▸ **GOAL**: Lines before the one containing "For every instance of the shoe laces, the" are excluded; print that line and every line after it through the end of the material below, exactly.

▸ **RECORDS SHOWN**:
__________

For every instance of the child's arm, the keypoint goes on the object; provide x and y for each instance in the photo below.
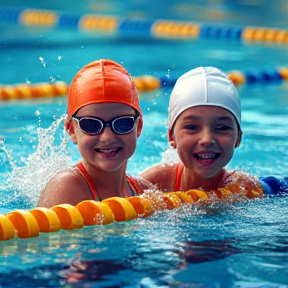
(67, 187)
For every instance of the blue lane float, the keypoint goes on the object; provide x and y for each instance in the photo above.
(141, 27)
(144, 83)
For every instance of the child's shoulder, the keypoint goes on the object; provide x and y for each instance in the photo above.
(67, 186)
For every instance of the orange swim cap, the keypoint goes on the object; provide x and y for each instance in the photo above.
(102, 81)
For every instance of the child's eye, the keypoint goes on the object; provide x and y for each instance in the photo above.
(223, 128)
(191, 127)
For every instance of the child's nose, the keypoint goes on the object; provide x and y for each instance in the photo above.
(207, 137)
(107, 135)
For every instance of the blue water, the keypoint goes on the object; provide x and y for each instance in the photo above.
(240, 245)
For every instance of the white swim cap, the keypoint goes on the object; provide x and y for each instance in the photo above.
(204, 86)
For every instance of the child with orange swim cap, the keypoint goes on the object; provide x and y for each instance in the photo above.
(104, 120)
(205, 128)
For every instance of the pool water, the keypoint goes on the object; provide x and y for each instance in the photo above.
(222, 245)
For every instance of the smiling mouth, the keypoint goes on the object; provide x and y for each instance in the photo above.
(108, 151)
(206, 156)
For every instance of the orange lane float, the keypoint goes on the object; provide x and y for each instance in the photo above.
(26, 224)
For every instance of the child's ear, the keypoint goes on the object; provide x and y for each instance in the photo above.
(171, 139)
(70, 129)
(238, 142)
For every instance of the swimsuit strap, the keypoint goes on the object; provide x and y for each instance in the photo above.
(133, 185)
(131, 182)
(179, 171)
(85, 174)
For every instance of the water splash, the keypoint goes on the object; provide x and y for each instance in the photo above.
(24, 184)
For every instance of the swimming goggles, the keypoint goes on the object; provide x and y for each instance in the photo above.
(119, 125)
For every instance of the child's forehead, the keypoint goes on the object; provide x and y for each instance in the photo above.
(106, 108)
(204, 111)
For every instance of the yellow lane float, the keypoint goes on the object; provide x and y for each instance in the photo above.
(26, 224)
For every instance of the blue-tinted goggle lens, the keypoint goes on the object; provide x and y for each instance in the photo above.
(119, 125)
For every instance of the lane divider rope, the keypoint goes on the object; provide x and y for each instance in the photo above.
(141, 27)
(24, 224)
(144, 83)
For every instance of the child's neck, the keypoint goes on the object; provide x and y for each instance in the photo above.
(191, 180)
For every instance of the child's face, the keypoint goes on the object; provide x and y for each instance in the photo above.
(106, 151)
(205, 138)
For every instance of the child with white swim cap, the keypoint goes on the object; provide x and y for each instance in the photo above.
(205, 128)
(104, 120)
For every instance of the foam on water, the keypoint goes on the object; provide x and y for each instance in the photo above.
(28, 181)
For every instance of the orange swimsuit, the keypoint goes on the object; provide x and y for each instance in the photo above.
(131, 182)
(179, 171)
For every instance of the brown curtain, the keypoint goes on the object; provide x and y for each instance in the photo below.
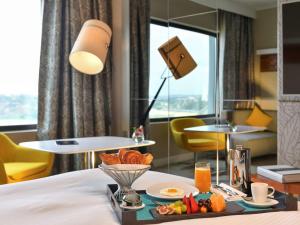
(236, 58)
(71, 104)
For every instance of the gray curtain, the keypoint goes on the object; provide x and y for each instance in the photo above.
(71, 104)
(236, 60)
(139, 59)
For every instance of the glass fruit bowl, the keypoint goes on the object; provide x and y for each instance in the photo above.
(124, 175)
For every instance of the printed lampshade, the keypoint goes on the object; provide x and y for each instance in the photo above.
(90, 49)
(177, 57)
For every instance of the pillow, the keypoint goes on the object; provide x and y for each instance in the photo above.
(258, 118)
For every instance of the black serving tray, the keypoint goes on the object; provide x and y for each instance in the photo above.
(129, 217)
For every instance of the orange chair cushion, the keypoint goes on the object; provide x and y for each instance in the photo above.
(20, 170)
(258, 118)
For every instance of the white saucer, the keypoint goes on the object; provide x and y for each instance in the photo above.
(268, 203)
(154, 190)
(132, 207)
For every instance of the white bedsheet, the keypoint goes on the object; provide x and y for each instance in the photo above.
(79, 198)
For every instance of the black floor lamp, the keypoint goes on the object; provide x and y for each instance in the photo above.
(179, 61)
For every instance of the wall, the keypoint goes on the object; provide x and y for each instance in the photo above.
(265, 36)
(289, 107)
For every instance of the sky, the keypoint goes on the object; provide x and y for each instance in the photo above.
(20, 22)
(195, 83)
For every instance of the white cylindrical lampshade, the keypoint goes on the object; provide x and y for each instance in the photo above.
(90, 49)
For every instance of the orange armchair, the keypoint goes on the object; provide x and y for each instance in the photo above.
(19, 163)
(195, 141)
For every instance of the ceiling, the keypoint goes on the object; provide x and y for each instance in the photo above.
(258, 4)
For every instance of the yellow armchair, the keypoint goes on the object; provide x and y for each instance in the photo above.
(195, 141)
(19, 163)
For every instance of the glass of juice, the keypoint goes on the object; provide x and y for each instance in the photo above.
(202, 176)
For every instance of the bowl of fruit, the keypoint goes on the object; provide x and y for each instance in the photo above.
(125, 167)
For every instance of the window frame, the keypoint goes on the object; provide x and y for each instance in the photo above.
(189, 28)
(30, 125)
(18, 127)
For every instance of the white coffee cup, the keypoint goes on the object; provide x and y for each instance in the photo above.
(260, 192)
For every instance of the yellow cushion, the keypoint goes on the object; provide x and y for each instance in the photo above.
(20, 170)
(201, 142)
(258, 118)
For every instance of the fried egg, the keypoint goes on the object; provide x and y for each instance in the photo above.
(172, 191)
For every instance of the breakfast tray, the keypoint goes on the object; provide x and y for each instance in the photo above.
(148, 215)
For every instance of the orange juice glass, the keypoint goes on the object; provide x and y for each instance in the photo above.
(202, 177)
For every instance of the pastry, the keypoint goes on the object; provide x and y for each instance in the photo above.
(133, 157)
(148, 157)
(121, 153)
(125, 156)
(110, 159)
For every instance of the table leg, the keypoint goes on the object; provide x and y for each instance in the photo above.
(90, 160)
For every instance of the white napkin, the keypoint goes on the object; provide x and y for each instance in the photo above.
(226, 196)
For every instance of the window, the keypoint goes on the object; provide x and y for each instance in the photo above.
(193, 94)
(20, 39)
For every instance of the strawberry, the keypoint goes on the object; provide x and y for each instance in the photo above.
(194, 204)
(188, 206)
(184, 199)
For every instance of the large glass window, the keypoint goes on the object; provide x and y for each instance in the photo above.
(193, 94)
(20, 39)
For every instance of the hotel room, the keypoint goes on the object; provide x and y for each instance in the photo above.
(149, 111)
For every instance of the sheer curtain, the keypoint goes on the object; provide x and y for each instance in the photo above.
(139, 59)
(236, 60)
(71, 104)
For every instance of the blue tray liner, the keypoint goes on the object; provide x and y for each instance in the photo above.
(145, 214)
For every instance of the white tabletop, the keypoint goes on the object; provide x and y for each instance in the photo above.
(86, 144)
(225, 129)
(79, 198)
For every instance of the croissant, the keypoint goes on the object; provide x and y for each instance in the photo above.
(133, 157)
(148, 157)
(127, 157)
(121, 153)
(110, 159)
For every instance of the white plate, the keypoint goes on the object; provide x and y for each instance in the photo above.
(154, 190)
(268, 203)
(132, 207)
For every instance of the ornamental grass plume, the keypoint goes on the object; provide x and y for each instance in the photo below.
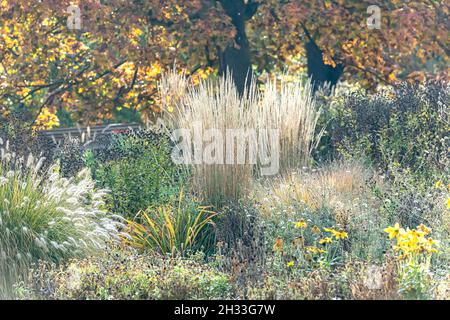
(44, 217)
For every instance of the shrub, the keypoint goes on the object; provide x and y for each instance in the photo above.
(128, 275)
(338, 194)
(138, 171)
(45, 217)
(408, 125)
(172, 229)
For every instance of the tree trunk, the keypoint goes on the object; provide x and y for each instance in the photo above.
(236, 58)
(319, 72)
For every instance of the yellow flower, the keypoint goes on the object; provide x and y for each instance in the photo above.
(278, 246)
(301, 224)
(423, 228)
(325, 240)
(393, 231)
(312, 249)
(330, 230)
(299, 241)
(315, 229)
(341, 235)
(337, 234)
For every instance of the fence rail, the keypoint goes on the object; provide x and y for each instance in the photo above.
(92, 137)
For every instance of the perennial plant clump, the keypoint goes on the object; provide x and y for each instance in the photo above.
(46, 217)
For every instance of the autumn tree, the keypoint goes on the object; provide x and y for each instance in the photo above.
(335, 39)
(107, 69)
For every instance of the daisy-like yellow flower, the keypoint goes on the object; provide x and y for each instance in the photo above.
(325, 240)
(279, 244)
(330, 230)
(423, 228)
(337, 234)
(301, 224)
(393, 231)
(299, 241)
(315, 229)
(341, 235)
(312, 249)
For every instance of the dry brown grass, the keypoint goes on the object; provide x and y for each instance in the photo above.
(338, 186)
(217, 105)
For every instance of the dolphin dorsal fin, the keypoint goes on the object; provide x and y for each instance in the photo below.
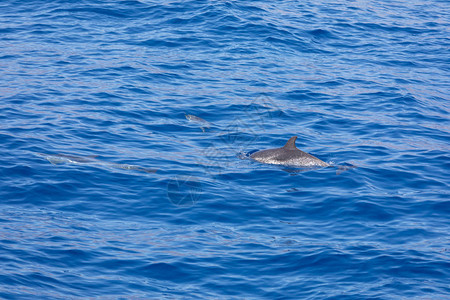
(290, 145)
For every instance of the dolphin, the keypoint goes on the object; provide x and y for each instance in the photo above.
(204, 124)
(288, 155)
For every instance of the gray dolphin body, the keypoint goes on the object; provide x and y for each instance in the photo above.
(288, 155)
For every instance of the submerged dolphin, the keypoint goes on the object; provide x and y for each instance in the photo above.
(288, 155)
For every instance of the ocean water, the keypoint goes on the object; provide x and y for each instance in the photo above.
(125, 130)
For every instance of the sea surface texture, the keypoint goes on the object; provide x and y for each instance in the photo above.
(126, 129)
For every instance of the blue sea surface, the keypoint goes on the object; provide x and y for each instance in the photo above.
(126, 129)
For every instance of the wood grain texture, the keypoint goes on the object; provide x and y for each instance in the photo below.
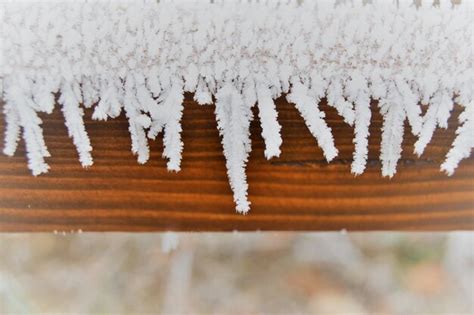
(298, 191)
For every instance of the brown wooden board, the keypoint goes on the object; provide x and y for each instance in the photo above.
(298, 191)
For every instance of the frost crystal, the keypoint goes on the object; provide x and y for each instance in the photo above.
(141, 57)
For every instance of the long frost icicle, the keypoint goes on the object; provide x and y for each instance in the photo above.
(140, 58)
(233, 120)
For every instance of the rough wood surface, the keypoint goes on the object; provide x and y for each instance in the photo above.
(298, 191)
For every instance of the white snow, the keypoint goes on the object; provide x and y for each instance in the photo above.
(141, 56)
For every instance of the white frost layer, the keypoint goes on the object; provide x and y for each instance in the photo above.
(140, 57)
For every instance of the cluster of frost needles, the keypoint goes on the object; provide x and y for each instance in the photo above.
(140, 57)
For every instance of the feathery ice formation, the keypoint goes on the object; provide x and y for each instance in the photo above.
(140, 57)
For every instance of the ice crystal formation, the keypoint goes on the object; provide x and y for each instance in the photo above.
(141, 57)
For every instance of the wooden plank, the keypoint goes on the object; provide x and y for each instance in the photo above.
(298, 191)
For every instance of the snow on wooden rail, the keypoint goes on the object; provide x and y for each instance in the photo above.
(140, 58)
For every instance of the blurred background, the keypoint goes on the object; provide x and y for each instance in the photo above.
(237, 273)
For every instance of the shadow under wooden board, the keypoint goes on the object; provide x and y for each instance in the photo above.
(298, 191)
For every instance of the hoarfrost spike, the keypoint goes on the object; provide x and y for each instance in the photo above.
(141, 57)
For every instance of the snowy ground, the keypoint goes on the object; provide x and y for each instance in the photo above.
(237, 273)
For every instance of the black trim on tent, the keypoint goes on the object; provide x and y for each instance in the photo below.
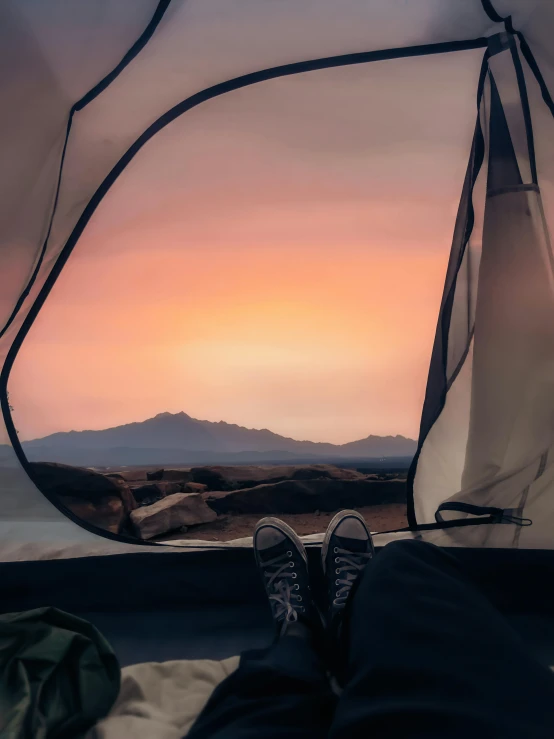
(135, 49)
(164, 120)
(525, 50)
(139, 44)
(491, 12)
(503, 165)
(526, 111)
(499, 515)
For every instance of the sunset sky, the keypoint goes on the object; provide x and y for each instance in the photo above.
(274, 258)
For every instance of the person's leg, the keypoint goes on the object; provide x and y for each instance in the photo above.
(275, 693)
(429, 656)
(281, 691)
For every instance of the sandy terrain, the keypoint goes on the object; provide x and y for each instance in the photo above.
(378, 517)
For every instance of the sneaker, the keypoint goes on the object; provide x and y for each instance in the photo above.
(283, 564)
(347, 548)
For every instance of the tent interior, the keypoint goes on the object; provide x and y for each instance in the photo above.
(202, 199)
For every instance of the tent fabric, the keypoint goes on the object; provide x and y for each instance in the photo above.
(506, 386)
(91, 81)
(162, 699)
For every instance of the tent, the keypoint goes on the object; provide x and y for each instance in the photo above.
(88, 88)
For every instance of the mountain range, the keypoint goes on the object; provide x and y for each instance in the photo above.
(176, 438)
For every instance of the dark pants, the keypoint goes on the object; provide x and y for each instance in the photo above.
(426, 654)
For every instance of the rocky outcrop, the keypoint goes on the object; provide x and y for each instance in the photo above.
(173, 512)
(148, 494)
(237, 477)
(100, 500)
(170, 475)
(296, 496)
(194, 487)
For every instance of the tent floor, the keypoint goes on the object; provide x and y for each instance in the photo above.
(201, 633)
(191, 633)
(163, 606)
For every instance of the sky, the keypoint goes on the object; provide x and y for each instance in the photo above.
(275, 258)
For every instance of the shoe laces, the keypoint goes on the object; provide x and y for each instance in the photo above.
(352, 563)
(279, 574)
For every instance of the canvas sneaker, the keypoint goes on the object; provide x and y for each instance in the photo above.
(347, 548)
(283, 564)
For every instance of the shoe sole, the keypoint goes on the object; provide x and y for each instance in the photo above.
(286, 529)
(340, 516)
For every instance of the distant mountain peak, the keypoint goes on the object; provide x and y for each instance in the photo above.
(170, 438)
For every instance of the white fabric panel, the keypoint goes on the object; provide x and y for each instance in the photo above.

__________

▸ **THE ANSWER**:
For every instance of the shoe laces, the keypoint goes on the object; provide x and y for each instance in the photo above.
(352, 563)
(279, 574)
For every instance of the canvas sneaker, the keypoint goes on the object; provide x and y for each instance in the photo above.
(347, 548)
(283, 564)
For every instance of the shoe sole, the keypoint goes on the object; provide x and y for each instance in the photo above.
(286, 529)
(340, 516)
For every instance of the distant mountain peak, the keypoint goes on the object; provide x and y for each instance in the photo above.
(170, 438)
For every instance of the white fabric panel, the keypoint goes on the object; provide x and y for each instance in the photo above.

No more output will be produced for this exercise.